== STATED EXERCISE 1 ==
Please locate each line in the records below that contains the word "yellow" and copy it.

== DOCUMENT EXTRACT ==

Archdeacon: Legendary Temple coach taught ‘kids’, coaches alike

Dayton basketball coaches remember John Chaney

Anthony Solomon helped John Chaney discover the Fountain of Youth.

“I not only coached against him,” said Solomon, “I contributed to one of his milestone victories.”

It was a late January game in 2004 and Solomon, now the associate head coach of the Dayton Flyers, was the head coach at St. Bonaventure.

His Bonnies were losing at Temple and in the final minutes of the game, the Owls fans had begun chanting, “Cha-ney!...Cha-ney!”

As Solomon and his team trudged off the court afterward, 700 red and white balloons suddenly came cascading down from above.

The 72-year-old Chaney had just won his 700th game as a college coach, a milestone only five other active coaches could then claim.

“I found out the balloons had been up there in the rafters all along, so they were expecting to beat us that night,” Solomon said with a bit of a chuckle. “I can laugh about it…now. I realize what an accomplishment it was and what John Chaney meant to the game.”

That night Chaney took a microphone and told the crowd: “I thought I would be a very old man when this happened. But tonight I feel like a very young man.”

Chaney would coach two more seasons and then retire. He’d finish with 741 victories – 225 from a decade as the head coach at Division II Cheyney State and 516 in his 24 seasons at Temple.

In 34 years as a college head coach, he had just one losing season. He won a national title at Cheyney State and took five Temple teams to the NCAA Tournament’s Elite Eight.

He was voted the national coach of the year in 1988, inducted into the Naismith Memorial Basketball Hall of Fame in 2001 and the college basketball hall five years later.

And yet his success on the court is only part of the story. And not the most important part.

“He taught his kids life skills and what’s important to them,” Solomon said. “And he set an example for the African American coaches who followed him. He was always happy to reach out and make sure we knew what our purpose should be.”

And younger black coaches like Solomon and Flyers head coach Anthony Grant did learn from him.

That’s why both spoke so respectfully of him following UD’s 67-56 victory over Rhode Island Saturday at UD Arena.

On Friday, Chaney had died eight days after his 89th birthday.

“I didn’t know him personally, but I did something because of him that I’d never done before,” Grant said. “When I was an assistant at Florida we got beat by them in the second round of the NCAA Tournament and afterward I went to his press conference.

“I was a huge fan of his. I knew guys who played for him and I’d heard some of the stories they’d shared. I wanted to listen to him.”

Over the years I listened to Chaney a lot at press conferences across the country. I sat with him in locker rooms and hotel lobbies and once commiserated with him as he walked down the steep ramp at UD Arena, cussing the whole way because the perilous trek was made even more challenging by a pair of too-tight, new shoes.

== INPUT ==

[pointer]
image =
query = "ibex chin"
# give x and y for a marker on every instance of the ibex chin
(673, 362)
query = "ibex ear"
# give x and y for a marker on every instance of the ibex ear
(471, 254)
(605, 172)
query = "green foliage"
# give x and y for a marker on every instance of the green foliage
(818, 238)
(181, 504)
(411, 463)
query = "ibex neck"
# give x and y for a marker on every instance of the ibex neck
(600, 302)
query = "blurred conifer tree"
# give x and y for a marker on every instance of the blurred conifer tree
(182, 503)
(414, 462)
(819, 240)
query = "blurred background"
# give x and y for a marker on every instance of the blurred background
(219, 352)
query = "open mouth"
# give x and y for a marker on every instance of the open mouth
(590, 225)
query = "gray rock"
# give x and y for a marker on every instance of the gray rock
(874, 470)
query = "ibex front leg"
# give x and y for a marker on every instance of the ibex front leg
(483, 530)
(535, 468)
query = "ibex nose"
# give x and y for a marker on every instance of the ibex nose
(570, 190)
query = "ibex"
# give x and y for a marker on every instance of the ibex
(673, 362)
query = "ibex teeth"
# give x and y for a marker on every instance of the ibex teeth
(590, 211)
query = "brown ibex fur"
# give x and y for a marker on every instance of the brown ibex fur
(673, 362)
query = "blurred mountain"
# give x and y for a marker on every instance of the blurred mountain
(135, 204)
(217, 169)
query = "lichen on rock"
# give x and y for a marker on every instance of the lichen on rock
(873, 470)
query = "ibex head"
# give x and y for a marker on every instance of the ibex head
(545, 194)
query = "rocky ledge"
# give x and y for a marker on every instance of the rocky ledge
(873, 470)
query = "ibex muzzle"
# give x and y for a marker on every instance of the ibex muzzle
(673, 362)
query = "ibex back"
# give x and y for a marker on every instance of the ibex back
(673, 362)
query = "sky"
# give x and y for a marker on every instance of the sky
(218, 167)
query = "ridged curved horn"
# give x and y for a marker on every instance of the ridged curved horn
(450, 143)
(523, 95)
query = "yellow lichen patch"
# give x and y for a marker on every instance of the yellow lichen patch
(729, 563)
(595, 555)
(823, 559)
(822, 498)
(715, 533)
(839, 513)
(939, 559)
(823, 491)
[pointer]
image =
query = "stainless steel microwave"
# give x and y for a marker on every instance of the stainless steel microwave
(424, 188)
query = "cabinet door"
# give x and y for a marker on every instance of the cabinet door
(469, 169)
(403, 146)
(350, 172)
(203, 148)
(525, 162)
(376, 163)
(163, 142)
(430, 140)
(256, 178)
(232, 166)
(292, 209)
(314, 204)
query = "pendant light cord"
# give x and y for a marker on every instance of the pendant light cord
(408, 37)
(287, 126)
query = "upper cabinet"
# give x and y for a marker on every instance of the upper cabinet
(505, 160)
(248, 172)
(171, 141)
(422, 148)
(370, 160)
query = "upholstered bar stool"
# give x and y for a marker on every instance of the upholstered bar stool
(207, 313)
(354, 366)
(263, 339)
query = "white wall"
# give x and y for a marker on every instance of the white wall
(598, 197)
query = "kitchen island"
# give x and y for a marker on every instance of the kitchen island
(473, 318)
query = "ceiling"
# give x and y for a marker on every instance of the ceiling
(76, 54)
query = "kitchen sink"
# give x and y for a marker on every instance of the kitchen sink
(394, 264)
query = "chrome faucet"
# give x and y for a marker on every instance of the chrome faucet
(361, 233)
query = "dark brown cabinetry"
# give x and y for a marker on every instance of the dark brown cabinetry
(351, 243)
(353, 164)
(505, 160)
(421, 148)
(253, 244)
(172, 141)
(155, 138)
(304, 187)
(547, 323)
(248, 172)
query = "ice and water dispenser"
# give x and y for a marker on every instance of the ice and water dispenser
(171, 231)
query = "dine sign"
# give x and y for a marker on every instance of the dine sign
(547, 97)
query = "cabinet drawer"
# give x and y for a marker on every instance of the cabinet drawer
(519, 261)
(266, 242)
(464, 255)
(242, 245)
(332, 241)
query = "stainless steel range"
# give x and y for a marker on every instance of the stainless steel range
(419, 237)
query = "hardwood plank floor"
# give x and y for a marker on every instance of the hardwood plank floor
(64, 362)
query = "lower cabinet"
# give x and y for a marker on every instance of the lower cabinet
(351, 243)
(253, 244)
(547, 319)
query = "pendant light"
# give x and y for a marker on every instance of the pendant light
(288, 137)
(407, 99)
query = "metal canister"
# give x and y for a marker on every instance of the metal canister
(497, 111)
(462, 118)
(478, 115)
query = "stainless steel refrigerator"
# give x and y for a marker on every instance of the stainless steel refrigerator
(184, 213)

== STATED EXERCISE 2 ==
Rewrite the passage of the column on John Chaney above that opens with the words "As Solomon and" and closes with "could then claim.", swapping "balloons" for "streamers".

== EXERCISE ANSWER 1 ==
query = "yellow lichen patch"
# give x and y for a marker on every instance of the yellow lichen patch

== EXERCISE ANSWER 2 ==
As Solomon and his team trudged off the court afterward, 700 red and white streamers suddenly came cascading down from above.

The 72-year-old Chaney had just won his 700th game as a college coach, a milestone only five other active coaches could then claim.